Requirement — Arrange the lines below as a Markdown table with two columns, No. and Line, numbering each row and leaving out any blank lines.

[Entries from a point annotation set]
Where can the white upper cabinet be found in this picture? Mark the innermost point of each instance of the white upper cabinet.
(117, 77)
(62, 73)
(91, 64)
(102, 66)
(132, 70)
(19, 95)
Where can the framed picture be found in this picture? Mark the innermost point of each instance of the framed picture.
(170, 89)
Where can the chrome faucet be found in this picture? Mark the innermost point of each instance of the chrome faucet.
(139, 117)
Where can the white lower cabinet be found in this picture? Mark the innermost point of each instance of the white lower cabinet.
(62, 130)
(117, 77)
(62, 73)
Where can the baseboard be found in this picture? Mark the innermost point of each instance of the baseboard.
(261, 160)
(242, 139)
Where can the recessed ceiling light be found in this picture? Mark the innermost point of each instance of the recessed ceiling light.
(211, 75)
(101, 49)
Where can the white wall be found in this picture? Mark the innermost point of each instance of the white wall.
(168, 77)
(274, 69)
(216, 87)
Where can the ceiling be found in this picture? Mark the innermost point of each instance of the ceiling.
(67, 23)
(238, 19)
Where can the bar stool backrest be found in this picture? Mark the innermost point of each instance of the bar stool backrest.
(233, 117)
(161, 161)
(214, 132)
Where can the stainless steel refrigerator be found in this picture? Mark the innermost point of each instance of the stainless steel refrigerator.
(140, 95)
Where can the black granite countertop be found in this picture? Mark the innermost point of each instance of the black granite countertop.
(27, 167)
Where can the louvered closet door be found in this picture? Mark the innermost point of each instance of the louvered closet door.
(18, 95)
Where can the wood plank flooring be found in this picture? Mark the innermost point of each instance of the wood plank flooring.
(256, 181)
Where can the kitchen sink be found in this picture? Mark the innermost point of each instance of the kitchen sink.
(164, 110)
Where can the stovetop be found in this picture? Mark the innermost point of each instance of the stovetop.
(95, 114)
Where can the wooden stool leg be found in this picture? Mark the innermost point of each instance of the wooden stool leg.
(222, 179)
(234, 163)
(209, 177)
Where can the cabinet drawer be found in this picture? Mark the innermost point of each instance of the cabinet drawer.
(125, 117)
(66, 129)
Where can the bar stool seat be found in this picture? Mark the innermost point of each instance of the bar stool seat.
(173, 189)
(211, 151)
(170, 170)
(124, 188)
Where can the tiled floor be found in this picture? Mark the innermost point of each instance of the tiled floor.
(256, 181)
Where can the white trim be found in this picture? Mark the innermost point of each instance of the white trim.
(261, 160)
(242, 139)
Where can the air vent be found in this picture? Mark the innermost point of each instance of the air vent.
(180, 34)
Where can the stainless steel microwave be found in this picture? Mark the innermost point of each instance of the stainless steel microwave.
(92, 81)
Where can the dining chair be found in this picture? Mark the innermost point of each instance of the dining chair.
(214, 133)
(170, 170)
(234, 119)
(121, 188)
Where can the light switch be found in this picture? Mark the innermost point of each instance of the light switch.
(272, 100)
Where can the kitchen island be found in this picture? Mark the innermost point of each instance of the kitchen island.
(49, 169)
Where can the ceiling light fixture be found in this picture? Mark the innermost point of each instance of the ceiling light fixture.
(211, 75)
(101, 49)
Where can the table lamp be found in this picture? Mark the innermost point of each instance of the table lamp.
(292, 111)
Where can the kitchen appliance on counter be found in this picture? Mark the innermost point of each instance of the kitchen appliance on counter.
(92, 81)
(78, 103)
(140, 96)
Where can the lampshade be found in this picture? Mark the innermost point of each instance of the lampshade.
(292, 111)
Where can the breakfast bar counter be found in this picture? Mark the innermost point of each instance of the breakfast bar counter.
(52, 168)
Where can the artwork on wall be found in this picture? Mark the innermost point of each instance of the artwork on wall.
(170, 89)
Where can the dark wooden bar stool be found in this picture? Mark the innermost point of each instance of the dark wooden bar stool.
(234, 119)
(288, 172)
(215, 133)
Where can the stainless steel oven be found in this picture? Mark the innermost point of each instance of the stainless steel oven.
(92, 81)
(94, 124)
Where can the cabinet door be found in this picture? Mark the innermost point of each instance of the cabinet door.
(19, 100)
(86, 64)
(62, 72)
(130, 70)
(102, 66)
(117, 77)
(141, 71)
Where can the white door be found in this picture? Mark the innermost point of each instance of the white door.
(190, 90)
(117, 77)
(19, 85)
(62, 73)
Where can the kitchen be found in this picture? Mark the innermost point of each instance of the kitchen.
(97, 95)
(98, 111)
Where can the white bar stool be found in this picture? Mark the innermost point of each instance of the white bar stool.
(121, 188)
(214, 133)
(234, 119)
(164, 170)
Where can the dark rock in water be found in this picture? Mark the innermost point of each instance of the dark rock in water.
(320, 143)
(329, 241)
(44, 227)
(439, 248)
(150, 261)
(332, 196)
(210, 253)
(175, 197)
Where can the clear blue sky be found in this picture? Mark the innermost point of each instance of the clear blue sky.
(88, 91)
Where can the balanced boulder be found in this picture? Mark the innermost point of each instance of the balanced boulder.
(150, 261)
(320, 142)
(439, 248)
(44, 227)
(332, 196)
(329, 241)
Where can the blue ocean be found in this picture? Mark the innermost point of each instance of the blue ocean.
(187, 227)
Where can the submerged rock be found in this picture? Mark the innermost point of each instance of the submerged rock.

Answer —
| No. | Line |
|---|---|
| 1 | Where can the white upper cabinet be found in this picture? Mark the innermost point of each instance of the white upper cabinet. |
| 2 | (117, 77) |
| 3 | (62, 73) |
| 4 | (91, 64) |
| 5 | (102, 66) |
| 6 | (132, 70) |
| 7 | (19, 95) |
| 8 | Where can the framed picture be found in this picture? Mark the innermost point of each instance of the framed picture. |
| 9 | (170, 89) |
| 10 | Where can the chrome faucet be found in this picture? Mark the innermost point of each instance of the chrome faucet. |
| 11 | (139, 117) |
| 12 | Where can the white lower cabinet be found in this picture? Mark the innermost point of each instance of the white lower cabinet. |
| 13 | (62, 130) |
| 14 | (117, 77) |
| 15 | (62, 73) |
| 16 | Where can the baseboard be found in this picture? Mark the innermost point of each instance of the baseboard. |
| 17 | (261, 160) |
| 18 | (242, 139) |
| 19 | Where can the recessed ceiling light be found in this picture? Mark the innermost point of each instance of the recessed ceiling light. |
| 20 | (211, 75) |
| 21 | (101, 49) |
| 22 | Where can the white wall be found in this picture? Mark the innermost point of each instance of the white wall. |
| 23 | (168, 77) |
| 24 | (274, 69) |
| 25 | (216, 87) |
| 26 | Where can the ceiling be found in this picture? Mark the innermost point of each instance of the ceiling. |
| 27 | (67, 23) |
| 28 | (238, 19) |
| 29 | Where can the bar stool backrest be found in this picture? Mark the innermost point of each instance of the bar stool backrest. |
| 30 | (233, 117) |
| 31 | (161, 161) |
| 32 | (214, 132) |
| 33 | Where can the stainless steel refrigerator be found in this picture? Mark the innermost point of each instance of the stainless steel refrigerator. |
| 34 | (140, 95) |
| 35 | Where can the black granite countertop be found in this picture? Mark the innermost point of each instance of the black granite countertop. |
| 36 | (27, 167) |
| 37 | Where can the louvered closet door be found in this picture? Mark the innermost point of each instance of the louvered closet door. |
| 38 | (18, 95) |
| 39 | Where can the wood plank flooring be found in this picture? Mark the innermost point of each instance of the wood plank flooring. |
| 40 | (256, 181) |
| 41 | Where can the kitchen sink be found in this picture? Mark the innermost point of each instance of the kitchen sink. |
| 42 | (164, 110) |
| 43 | Where can the stovetop be found in this picture? Mark the innermost point of each instance of the stovetop. |
| 44 | (95, 114) |
| 45 | Where can the wooden stool leg be found in this picture? Mark the innermost point of each instance of the wooden stool leg. |
| 46 | (222, 179) |
| 47 | (234, 163) |
| 48 | (209, 177) |
| 49 | Where can the cabinet drawer be found in this picture? Mark the innermost point of each instance of the cabinet drawer. |
| 50 | (125, 117) |
| 51 | (66, 129) |
| 52 | Where can the bar stool seat be found in this picture? Mark the innermost point of each instance of the bar stool seat. |
| 53 | (173, 189) |
| 54 | (211, 151) |
| 55 | (170, 170) |
| 56 | (124, 188) |
| 57 | Where can the tiled floor be found in this picture? Mark the innermost point of each instance of the tiled floor. |
| 58 | (256, 181) |
| 59 | Where can the white trim be found in this picture? Mark the innermost point of each instance of the white trim. |
| 60 | (261, 160) |
| 61 | (242, 139) |
| 62 | Where can the air vent be found in this picture? Mark the innermost point of each instance of the air vent. |
| 63 | (180, 34) |
| 64 | Where can the stainless steel microwave be found in this picture? Mark the innermost point of each instance of the stainless steel microwave. |
| 65 | (92, 81) |
| 66 | Where can the dining chair be found in this picture? Mark the innermost point of each instance of the dining chair. |
| 67 | (214, 133) |
| 68 | (170, 170) |
| 69 | (234, 119) |
| 70 | (121, 188) |
| 71 | Where can the light switch be found in this picture? Mark the innermost point of each instance of the light switch. |
| 72 | (272, 100) |
| 73 | Where can the kitchen island be found in this picture? Mark the innermost point of each instance of the kitchen island. |
| 74 | (49, 169) |
| 75 | Where can the ceiling light fixture be found in this picture? Mark the innermost point of each instance of the ceiling light fixture. |
| 76 | (211, 75) |
| 77 | (101, 49) |
| 78 | Where can the table lamp be found in this picture? Mark the innermost point of each instance of the table lamp. |
| 79 | (292, 111) |
| 80 | Where can the kitchen appliance on counter be found in this picture? Mark the innermost point of each instance of the kitchen appliance on counter. |
| 81 | (92, 81) |
| 82 | (78, 103) |
| 83 | (140, 96) |
| 84 | Where can the lampshade be found in this picture? Mark the innermost point of each instance of the lampshade. |
| 85 | (292, 111) |
| 86 | Where can the breakfast bar counter be found in this picture? Mark the innermost point of each instance of the breakfast bar counter. |
| 87 | (52, 168) |
| 88 | Where can the artwork on wall be found in this picture? Mark the innermost point of each instance of the artwork on wall. |
| 89 | (170, 89) |
| 90 | Where can the dark wooden bar stool be found in this picture? Mark the innermost point of each instance of the dark wooden bar stool. |
| 91 | (234, 119) |
| 92 | (288, 172) |
| 93 | (215, 133) |
| 94 | Where can the stainless steel oven be found in this picture? Mark the innermost point of each instance of the stainless steel oven. |
| 95 | (92, 81) |
| 96 | (94, 124) |
| 97 | Where can the cabinet door be found in this picture? Mark the innermost point of each instance of the cabinet door. |
| 98 | (19, 100) |
| 99 | (86, 64) |
| 100 | (62, 72) |
| 101 | (130, 70) |
| 102 | (102, 66) |
| 103 | (117, 77) |
| 104 | (141, 71) |
| 105 | Where can the white door be found in this picture? Mark the innermost point of each instance of the white door. |
| 106 | (190, 90) |
| 107 | (117, 77) |
| 108 | (19, 85) |
| 109 | (62, 73) |
| 110 | Where can the kitchen be found in this picture? Mark the innermost point of each instance of the kitchen. |
| 111 | (97, 95) |
| 112 | (98, 111) |
| 113 | Where can the white bar stool be found in this picture? Mark the innermost point of each instance of the white bar stool. |
| 114 | (121, 188) |
| 115 | (214, 133) |
| 116 | (234, 119) |
| 117 | (164, 170) |
| 118 | Where can the dark rock in water be found in this picture? Mark the innermost point of each instance of the dark rock in water. |
| 119 | (320, 143) |
| 120 | (329, 241) |
| 121 | (44, 227) |
| 122 | (439, 248) |
| 123 | (150, 261) |
| 124 | (332, 196) |
| 125 | (210, 253) |
| 126 | (175, 197) |
| 127 | Where can the clear blue sky be found in this picture? Mark the innermost point of each instance of the clear blue sky. |
| 128 | (88, 91) |
| 129 | Where can the balanced boulder be found in this picture? Mark the innermost point of each instance of the balanced boulder. |
| 130 | (150, 261) |
| 131 | (320, 142) |
| 132 | (439, 248) |
| 133 | (44, 227) |
| 134 | (332, 196) |
| 135 | (329, 241) |
| 136 | Where can the blue ocean be found in this picture? Mark the innermost point of each instance of the blue ocean. |
| 137 | (187, 227) |
| 138 | Where can the submerged rock be found in this picture? Mark the innermost point of each instance of the submerged rock. |